AIM OF THE TASK:
Below is a listing to copy exactly; no image goes into the copy.

DATASET ENTRIES:
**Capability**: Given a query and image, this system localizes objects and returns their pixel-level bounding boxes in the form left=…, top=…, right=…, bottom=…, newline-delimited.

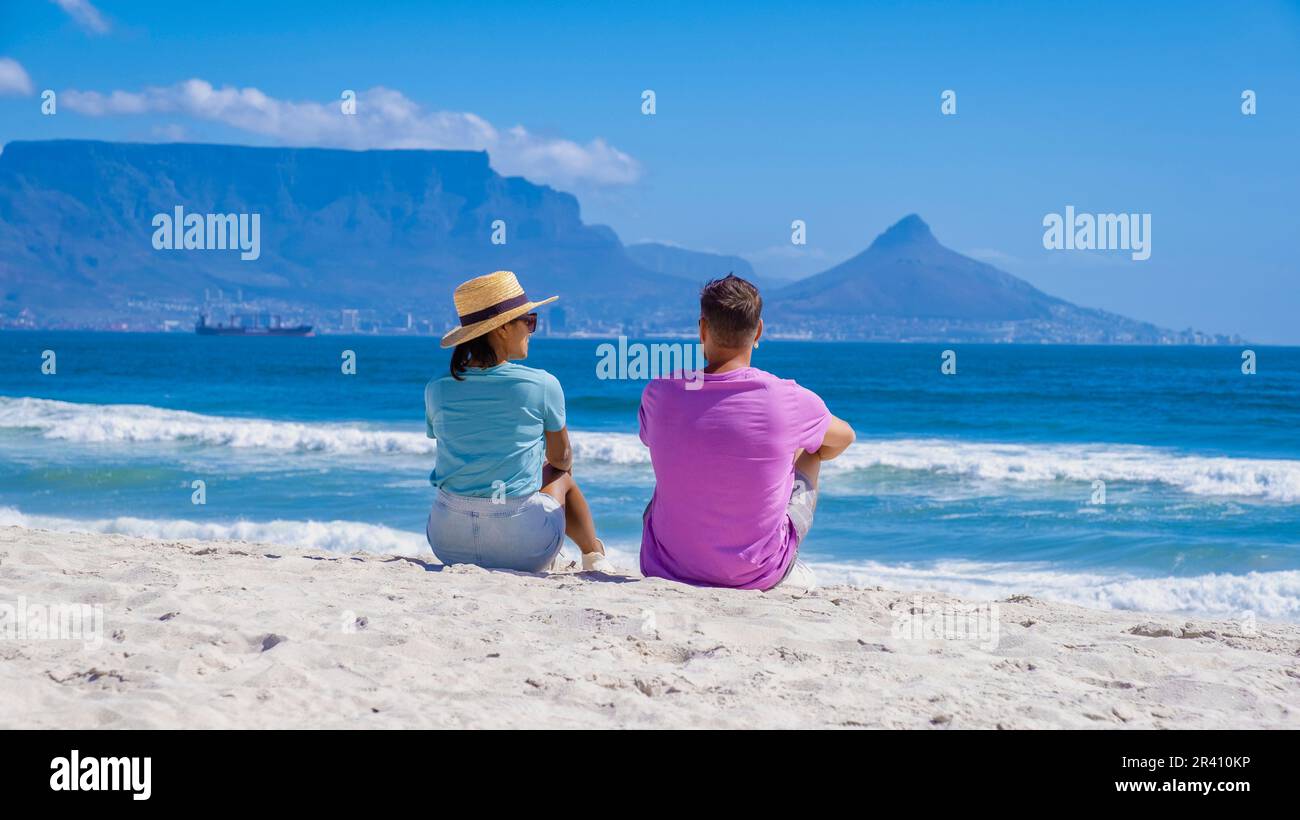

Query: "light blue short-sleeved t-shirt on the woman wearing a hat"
left=424, top=361, right=564, bottom=498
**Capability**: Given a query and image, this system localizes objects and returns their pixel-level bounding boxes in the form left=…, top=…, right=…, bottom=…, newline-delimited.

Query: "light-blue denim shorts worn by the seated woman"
left=425, top=490, right=564, bottom=572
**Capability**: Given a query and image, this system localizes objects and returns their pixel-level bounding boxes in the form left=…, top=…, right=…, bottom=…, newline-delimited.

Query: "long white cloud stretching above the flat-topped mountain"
left=59, top=79, right=641, bottom=185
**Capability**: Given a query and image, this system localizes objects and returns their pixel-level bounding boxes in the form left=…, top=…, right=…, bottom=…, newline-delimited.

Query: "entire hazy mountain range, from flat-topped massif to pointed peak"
left=0, top=140, right=1227, bottom=343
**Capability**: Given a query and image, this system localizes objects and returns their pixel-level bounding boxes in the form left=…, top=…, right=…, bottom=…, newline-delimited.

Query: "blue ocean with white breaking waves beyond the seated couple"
left=0, top=331, right=1300, bottom=621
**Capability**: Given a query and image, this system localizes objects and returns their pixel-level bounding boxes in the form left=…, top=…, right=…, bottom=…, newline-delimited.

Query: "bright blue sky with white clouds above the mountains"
left=0, top=0, right=1300, bottom=343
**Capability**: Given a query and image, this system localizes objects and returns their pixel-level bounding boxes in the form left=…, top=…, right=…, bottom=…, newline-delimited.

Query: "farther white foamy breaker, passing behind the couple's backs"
left=0, top=396, right=1300, bottom=503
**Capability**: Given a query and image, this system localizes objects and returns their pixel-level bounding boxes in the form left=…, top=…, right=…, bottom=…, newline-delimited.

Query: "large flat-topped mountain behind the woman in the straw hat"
left=0, top=140, right=689, bottom=330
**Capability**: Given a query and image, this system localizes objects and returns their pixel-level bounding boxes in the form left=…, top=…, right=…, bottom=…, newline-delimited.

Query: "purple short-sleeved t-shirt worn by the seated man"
left=641, top=368, right=831, bottom=590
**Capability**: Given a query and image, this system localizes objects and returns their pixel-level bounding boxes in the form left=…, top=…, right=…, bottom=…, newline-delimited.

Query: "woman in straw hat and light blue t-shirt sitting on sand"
left=424, top=270, right=612, bottom=572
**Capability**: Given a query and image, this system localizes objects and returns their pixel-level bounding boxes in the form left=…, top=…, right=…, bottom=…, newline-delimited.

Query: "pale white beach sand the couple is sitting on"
left=0, top=528, right=1300, bottom=728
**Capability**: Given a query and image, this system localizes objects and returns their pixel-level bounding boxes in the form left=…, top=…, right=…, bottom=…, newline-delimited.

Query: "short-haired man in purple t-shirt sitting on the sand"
left=641, top=275, right=854, bottom=590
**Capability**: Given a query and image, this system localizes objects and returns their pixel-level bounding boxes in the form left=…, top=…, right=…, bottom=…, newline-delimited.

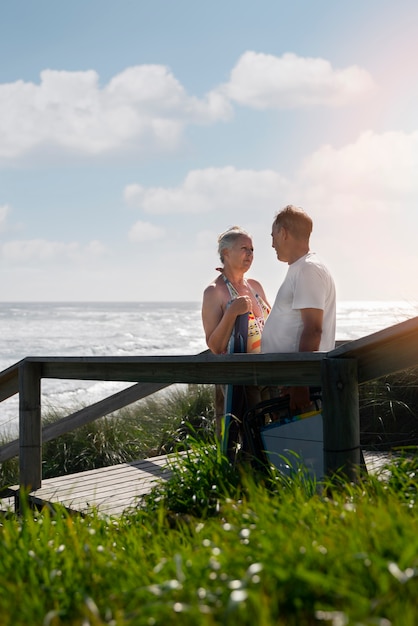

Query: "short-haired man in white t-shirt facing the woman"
left=261, top=205, right=336, bottom=412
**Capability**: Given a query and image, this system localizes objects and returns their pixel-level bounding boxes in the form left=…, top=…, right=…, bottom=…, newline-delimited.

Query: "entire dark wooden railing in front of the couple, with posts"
left=0, top=317, right=418, bottom=489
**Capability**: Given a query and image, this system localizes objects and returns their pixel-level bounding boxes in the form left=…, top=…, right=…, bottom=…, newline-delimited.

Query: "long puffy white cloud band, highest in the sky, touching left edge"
left=0, top=52, right=373, bottom=160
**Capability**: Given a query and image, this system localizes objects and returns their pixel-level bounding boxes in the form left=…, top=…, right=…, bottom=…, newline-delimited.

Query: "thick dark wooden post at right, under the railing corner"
left=321, top=357, right=360, bottom=481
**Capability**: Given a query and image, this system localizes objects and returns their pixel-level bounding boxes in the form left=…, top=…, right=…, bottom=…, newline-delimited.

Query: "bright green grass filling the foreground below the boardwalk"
left=0, top=444, right=418, bottom=626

RESPONSE TO THE TASK:
**Capability**: Given a query and image, this system localizes objects and returns their pixel-level bounding boxes in the form left=…, top=…, right=…, bottom=…, newline-delimited.


Query: "light blue short-sleeved t-shirt on the woman wearing a hat"
left=424, top=361, right=564, bottom=498
**Capability**: Given a query and image, this system localizes objects and returns their pixel-level bounding boxes in the form left=…, top=…, right=…, bottom=…, newline-delimited.

Query: "light-blue denim shorts worn by the seated woman"
left=425, top=490, right=564, bottom=572
**Capability**: Given a query and image, this system localizes objects and returns their pixel-level bounding boxes in the form left=…, top=…, right=…, bottom=…, newline-delimited.

Query: "long white cloud stretching above the flat-topped mountain"
left=59, top=79, right=641, bottom=185
**Capability**: Given a query and image, this system localizes objects and returns their pixel-level bounding boxes in the form left=…, top=…, right=…, bottom=…, newline-delimited.

Query: "entire hazy mountain range, from flat-topped massif to pointed peak"
left=0, top=140, right=1227, bottom=343
**Capability**: Given a query and image, this system localizes objects and returns their pixel-level bounding boxes in the form left=…, top=…, right=…, bottom=…, newline-delimited.

Query: "blue ocean with white breaking waves beyond the seated couple"
left=0, top=331, right=1300, bottom=621
**Capability**: Given a query and image, this system localizes objects and returns their pixel-level bounding boxes in the form left=…, top=…, right=…, bottom=…, newline-delimited.

Query: "bright blue sky with white clouds above the mountains"
left=0, top=0, right=1300, bottom=343
**Capability**: Given a query and image, this system localizes objects and returns their pixel-level bounding boxes in the form left=…, top=…, right=…, bottom=…, newline-delimited.

Query: "farther white foamy breaker, passing behind the couple's backs"
left=0, top=396, right=1300, bottom=503
**Capability**: Given a query and image, this system localizes objects and returns their pixel-level bounding boxes in the form left=…, top=…, right=…, bottom=…, newline-delimited.

Query: "large flat-topped mountain behind the woman in the straw hat"
left=0, top=140, right=689, bottom=330
**Capability**: Given a query and image, this system localizes objects and returns their pixel-level bounding boxes in the form left=…, top=…, right=…, bottom=…, newline-delimited.

Query: "purple short-sleeved t-shirt worn by the seated man"
left=641, top=368, right=831, bottom=590
**Capability**: Given a query and image, this system localizes objects and returns their pixel-level bounding boxes in the form left=…, top=…, right=…, bottom=…, newline-delimited.

Query: "woman in straw hat and light blue t-shirt sitting on sand"
left=424, top=270, right=612, bottom=572
**Capability**: Given a query and image, this system localizes objects and returns their pixel-level bounding boxes in the form left=…, top=…, right=…, bottom=…, newline-delimited.

Query: "pale white beach sand the couple is sitting on"
left=0, top=528, right=1300, bottom=728
**Capability**: Given a query and image, this system localizes objects and returns their pixel-level bounding boxes in the form left=…, top=…, right=…, bottom=…, newline-delimited.

Query: "short-haired man in purple t-shirt sitting on the sand"
left=641, top=275, right=854, bottom=590
**Capability**: Given a query and image, this system localizes objects and returns their pixel-level bounding boxes in the form left=…, top=…, right=…, bottom=…, newline-delimited.


Query: "short-haired man in white t-shirt facing the woman"
left=261, top=205, right=336, bottom=412
**Capability**: Given a query and image, this system localizes objects and returns their pixel-level bounding boxes in the form left=…, top=…, right=…, bottom=…, newline-delimited.

Query: "entire dark wooden railing in front of the couple, with posts"
left=0, top=317, right=418, bottom=489
**Capability**: Given a query and image, this system localizes objects and returns their pixel-level bounding boxes in the form left=…, top=…, right=…, bottom=…, newline-delimited.

Query: "long puffy white cloud band, highest in the sky, touching left edge"
left=0, top=52, right=373, bottom=160
**Capability**: Given a query and image, this system localizes objects and returns their pixel-level bounding boxes in the form left=…, top=…, right=…, bottom=…, newline-delimited.

Query: "thick dark wooden post at right, under the railing corner"
left=321, top=357, right=360, bottom=481
**Capability**: Given a query and image, this system localizes objects and returns their pixel-level bounding boxes in the form left=…, top=…, right=…, bottom=…, newline-delimited.

Query: "bright green grass filling the foreground below the boardwalk"
left=0, top=444, right=418, bottom=626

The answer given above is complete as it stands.